# YOUR TASK
From the listing below, pick out each line with the word "woman".

/---

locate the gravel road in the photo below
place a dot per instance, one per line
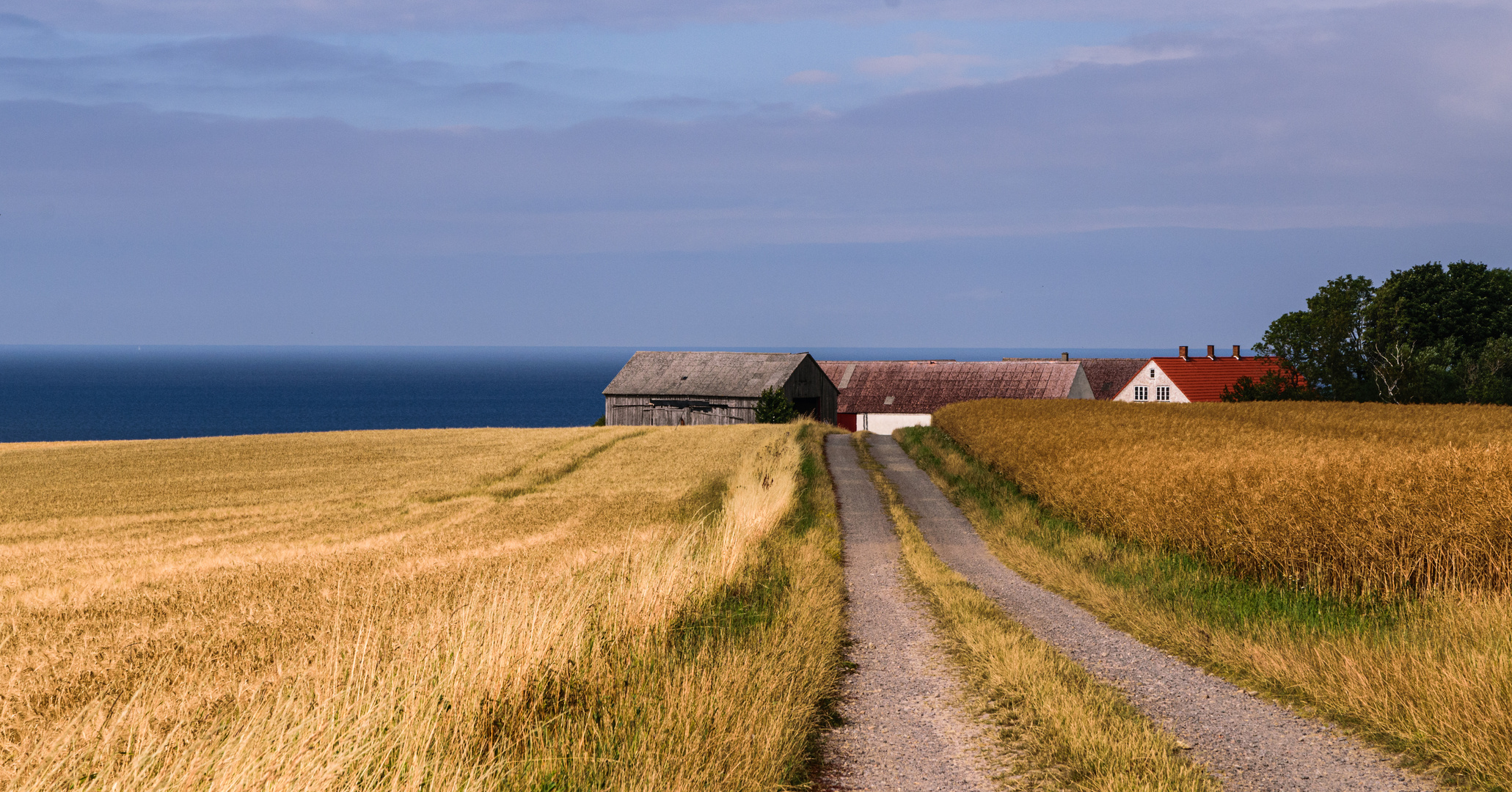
(902, 727)
(1248, 743)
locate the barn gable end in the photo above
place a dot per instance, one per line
(673, 389)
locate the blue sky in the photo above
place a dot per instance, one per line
(725, 172)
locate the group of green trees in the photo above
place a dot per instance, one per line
(1429, 334)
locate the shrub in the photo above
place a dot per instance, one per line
(773, 407)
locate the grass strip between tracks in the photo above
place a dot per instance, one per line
(1054, 725)
(1429, 678)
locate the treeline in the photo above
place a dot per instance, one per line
(1429, 334)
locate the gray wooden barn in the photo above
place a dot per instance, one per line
(676, 389)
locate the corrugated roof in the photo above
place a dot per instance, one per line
(1202, 378)
(704, 374)
(896, 386)
(1107, 377)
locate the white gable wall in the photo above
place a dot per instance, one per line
(886, 422)
(1145, 380)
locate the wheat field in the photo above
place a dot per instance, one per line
(1429, 676)
(1346, 499)
(403, 609)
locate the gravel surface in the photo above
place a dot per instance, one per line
(1245, 741)
(902, 727)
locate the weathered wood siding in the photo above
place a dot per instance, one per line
(809, 381)
(684, 386)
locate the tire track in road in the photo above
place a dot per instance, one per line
(1249, 744)
(902, 729)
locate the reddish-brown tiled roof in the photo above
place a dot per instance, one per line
(927, 386)
(1202, 378)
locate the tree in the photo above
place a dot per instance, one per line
(773, 407)
(1325, 343)
(1434, 334)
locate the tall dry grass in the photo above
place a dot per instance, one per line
(1429, 676)
(1056, 727)
(517, 608)
(1348, 499)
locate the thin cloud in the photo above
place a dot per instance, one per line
(812, 78)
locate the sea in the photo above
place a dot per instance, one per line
(161, 392)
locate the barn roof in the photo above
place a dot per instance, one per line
(704, 374)
(924, 386)
(1202, 378)
(1107, 377)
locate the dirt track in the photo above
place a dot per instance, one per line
(902, 729)
(1249, 744)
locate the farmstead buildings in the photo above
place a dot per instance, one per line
(1186, 378)
(885, 395)
(681, 389)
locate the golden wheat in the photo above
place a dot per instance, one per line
(1429, 676)
(1342, 498)
(410, 609)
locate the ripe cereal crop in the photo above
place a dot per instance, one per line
(445, 609)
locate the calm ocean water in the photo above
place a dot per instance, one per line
(150, 392)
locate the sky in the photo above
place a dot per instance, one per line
(900, 172)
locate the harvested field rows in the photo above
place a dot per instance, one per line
(531, 608)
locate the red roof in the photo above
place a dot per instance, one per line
(1202, 378)
(924, 386)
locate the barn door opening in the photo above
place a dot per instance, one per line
(808, 407)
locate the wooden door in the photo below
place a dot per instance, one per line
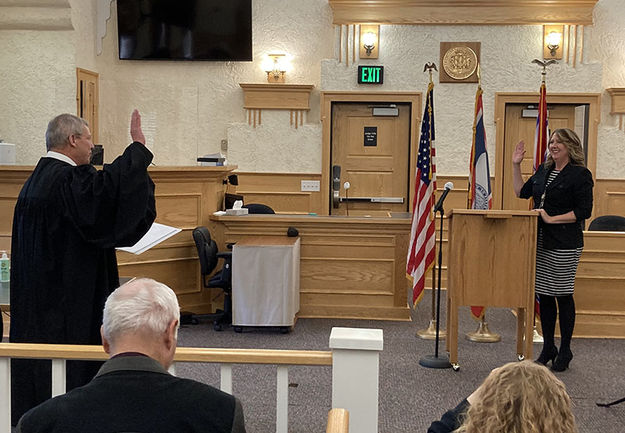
(372, 152)
(524, 128)
(87, 99)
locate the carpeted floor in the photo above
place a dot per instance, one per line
(411, 396)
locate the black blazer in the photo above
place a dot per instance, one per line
(135, 394)
(571, 190)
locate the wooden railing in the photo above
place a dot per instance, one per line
(357, 351)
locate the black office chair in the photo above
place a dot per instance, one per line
(209, 258)
(608, 223)
(258, 208)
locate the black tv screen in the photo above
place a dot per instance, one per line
(185, 29)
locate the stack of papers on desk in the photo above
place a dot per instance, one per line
(157, 234)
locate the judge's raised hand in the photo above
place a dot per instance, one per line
(136, 133)
(519, 152)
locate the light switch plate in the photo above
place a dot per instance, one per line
(310, 185)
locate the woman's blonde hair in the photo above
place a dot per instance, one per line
(521, 397)
(573, 145)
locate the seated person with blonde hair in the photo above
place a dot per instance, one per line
(133, 392)
(519, 397)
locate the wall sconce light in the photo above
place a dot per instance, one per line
(369, 41)
(276, 67)
(553, 41)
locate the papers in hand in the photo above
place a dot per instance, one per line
(157, 234)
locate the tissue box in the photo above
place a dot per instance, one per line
(242, 211)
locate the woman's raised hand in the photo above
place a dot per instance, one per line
(519, 153)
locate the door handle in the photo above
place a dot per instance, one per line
(336, 186)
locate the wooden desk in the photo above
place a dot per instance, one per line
(185, 198)
(265, 281)
(350, 267)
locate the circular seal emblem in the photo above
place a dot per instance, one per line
(460, 62)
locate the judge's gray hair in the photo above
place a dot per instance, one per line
(142, 305)
(61, 127)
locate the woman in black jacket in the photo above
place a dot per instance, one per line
(562, 193)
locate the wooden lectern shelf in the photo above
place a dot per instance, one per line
(492, 259)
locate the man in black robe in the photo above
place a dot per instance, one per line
(68, 219)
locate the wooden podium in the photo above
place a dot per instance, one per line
(492, 263)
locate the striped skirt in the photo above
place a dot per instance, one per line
(555, 269)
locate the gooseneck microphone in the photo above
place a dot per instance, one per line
(439, 204)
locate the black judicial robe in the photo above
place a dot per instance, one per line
(67, 222)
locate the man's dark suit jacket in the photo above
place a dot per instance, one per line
(571, 190)
(135, 394)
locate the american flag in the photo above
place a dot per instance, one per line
(541, 139)
(422, 234)
(480, 195)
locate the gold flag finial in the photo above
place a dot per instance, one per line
(544, 64)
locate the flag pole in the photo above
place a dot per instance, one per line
(482, 334)
(537, 338)
(429, 333)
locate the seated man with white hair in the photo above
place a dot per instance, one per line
(133, 392)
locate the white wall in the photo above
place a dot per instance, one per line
(189, 107)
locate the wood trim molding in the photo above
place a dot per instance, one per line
(36, 15)
(493, 12)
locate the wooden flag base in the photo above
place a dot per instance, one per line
(483, 334)
(430, 332)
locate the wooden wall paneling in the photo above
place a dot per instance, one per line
(350, 267)
(600, 286)
(281, 191)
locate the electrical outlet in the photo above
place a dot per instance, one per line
(310, 185)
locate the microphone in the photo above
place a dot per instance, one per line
(439, 204)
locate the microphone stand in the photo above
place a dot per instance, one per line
(435, 361)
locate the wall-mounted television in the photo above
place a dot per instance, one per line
(185, 29)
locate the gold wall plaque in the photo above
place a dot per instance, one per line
(459, 62)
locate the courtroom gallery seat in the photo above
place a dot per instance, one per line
(209, 258)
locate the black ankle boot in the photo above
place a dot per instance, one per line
(562, 361)
(549, 353)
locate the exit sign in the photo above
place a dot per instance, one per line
(370, 74)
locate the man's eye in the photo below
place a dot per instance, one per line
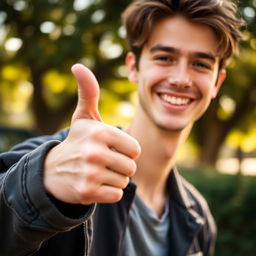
(202, 65)
(163, 58)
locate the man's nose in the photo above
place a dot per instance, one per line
(180, 75)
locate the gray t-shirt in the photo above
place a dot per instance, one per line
(146, 234)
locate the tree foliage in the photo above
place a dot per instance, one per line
(51, 35)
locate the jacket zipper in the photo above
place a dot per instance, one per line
(86, 239)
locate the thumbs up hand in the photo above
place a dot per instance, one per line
(94, 163)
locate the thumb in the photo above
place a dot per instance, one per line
(88, 93)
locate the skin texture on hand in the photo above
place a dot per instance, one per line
(94, 163)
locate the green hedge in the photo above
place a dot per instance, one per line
(232, 200)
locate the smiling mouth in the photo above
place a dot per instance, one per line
(175, 100)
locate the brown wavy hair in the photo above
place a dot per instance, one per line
(140, 17)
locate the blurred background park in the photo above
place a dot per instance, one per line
(41, 39)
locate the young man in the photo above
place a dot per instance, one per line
(98, 190)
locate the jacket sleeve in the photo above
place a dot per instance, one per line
(27, 215)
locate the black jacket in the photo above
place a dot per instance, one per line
(33, 223)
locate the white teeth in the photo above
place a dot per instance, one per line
(174, 100)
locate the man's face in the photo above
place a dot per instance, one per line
(178, 73)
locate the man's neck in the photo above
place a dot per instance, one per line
(154, 165)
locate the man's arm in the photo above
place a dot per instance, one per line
(92, 164)
(27, 215)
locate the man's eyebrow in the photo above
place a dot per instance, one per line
(205, 55)
(170, 49)
(163, 48)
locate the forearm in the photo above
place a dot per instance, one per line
(27, 215)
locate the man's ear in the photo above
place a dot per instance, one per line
(132, 68)
(220, 80)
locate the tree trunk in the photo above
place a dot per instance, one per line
(48, 120)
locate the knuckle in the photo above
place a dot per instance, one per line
(116, 195)
(125, 182)
(132, 168)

\---

# RESPONSE FOR THIS EXERCISE
locate the woman's blonde hair in the photo above
locate the woman's raised hand in the photo above
locate the woman in black jacket in the photo above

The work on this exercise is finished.